Assignment:
If a line of the listing contains the string "black", return that line.

Dataset excerpts:
★ ★ ★

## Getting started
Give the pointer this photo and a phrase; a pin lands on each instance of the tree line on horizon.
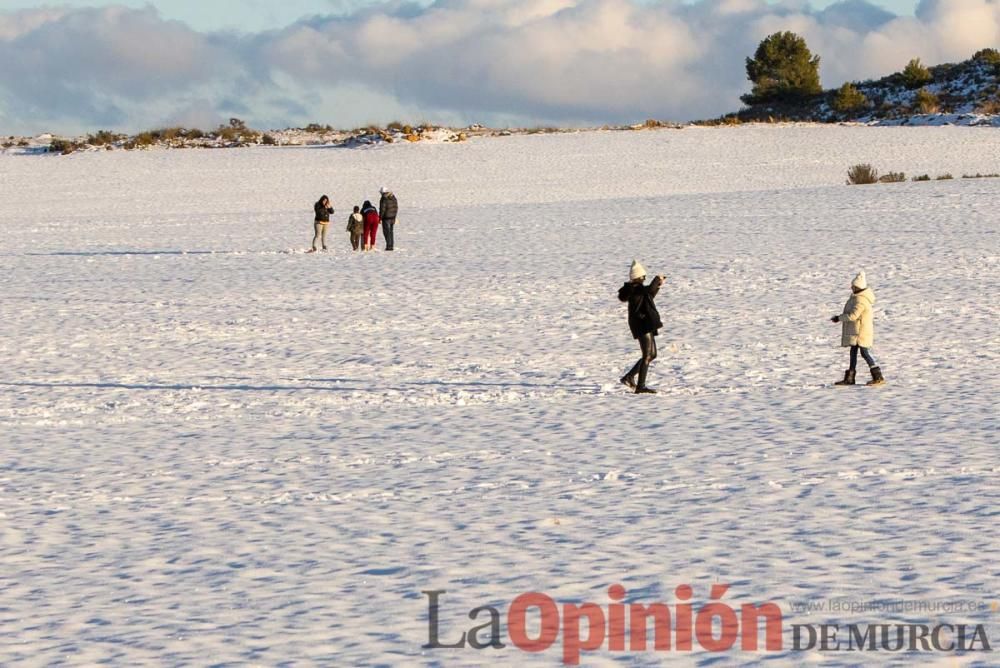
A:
(785, 75)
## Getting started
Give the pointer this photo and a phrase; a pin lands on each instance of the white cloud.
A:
(531, 60)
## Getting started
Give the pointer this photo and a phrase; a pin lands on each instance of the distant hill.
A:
(966, 93)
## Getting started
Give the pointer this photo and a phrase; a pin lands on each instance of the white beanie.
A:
(860, 281)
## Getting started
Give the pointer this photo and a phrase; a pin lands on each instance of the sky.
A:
(80, 65)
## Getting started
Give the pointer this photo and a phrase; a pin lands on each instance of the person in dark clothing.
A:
(387, 209)
(321, 221)
(644, 321)
(356, 226)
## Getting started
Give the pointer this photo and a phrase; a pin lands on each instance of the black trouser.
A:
(864, 353)
(387, 226)
(647, 343)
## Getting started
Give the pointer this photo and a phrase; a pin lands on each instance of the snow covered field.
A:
(218, 449)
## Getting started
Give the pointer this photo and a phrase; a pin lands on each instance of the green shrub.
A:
(988, 56)
(915, 75)
(989, 107)
(102, 138)
(862, 174)
(63, 146)
(926, 102)
(849, 99)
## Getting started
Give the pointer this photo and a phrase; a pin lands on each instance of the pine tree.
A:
(782, 69)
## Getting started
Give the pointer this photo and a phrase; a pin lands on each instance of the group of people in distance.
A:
(362, 224)
(857, 322)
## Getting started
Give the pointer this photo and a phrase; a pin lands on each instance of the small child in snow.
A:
(644, 321)
(356, 226)
(858, 330)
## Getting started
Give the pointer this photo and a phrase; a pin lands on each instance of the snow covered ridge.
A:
(965, 93)
(238, 135)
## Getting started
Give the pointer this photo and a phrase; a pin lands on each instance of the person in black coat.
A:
(644, 321)
(322, 220)
(388, 206)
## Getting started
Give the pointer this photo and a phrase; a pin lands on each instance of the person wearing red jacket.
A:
(371, 218)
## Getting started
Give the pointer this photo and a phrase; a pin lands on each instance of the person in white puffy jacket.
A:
(858, 330)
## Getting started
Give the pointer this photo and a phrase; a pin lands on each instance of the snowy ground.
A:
(218, 449)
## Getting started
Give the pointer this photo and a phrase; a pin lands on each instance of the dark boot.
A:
(640, 386)
(849, 376)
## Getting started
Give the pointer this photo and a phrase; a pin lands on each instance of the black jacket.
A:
(388, 207)
(322, 212)
(643, 317)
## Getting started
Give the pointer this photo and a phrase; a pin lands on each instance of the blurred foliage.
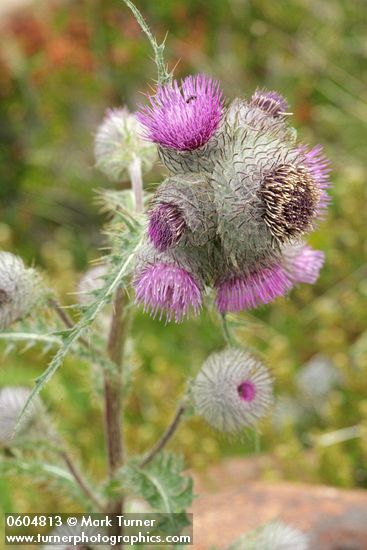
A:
(62, 65)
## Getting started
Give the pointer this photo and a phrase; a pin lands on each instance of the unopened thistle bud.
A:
(303, 263)
(281, 536)
(20, 289)
(12, 401)
(232, 391)
(119, 142)
(182, 206)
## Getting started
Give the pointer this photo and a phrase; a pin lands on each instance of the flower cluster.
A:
(241, 195)
(232, 391)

★ ★ ★

Problem solution:
Give the pointer this photo and a phrase; a pin lands on each instance of the black trouser.
Give the pointer this photo and a phrase; a pin lands on each instance of the person in black coat.
Give the pointer this photo and a phrase; a pin lands on each instance of the black jacket.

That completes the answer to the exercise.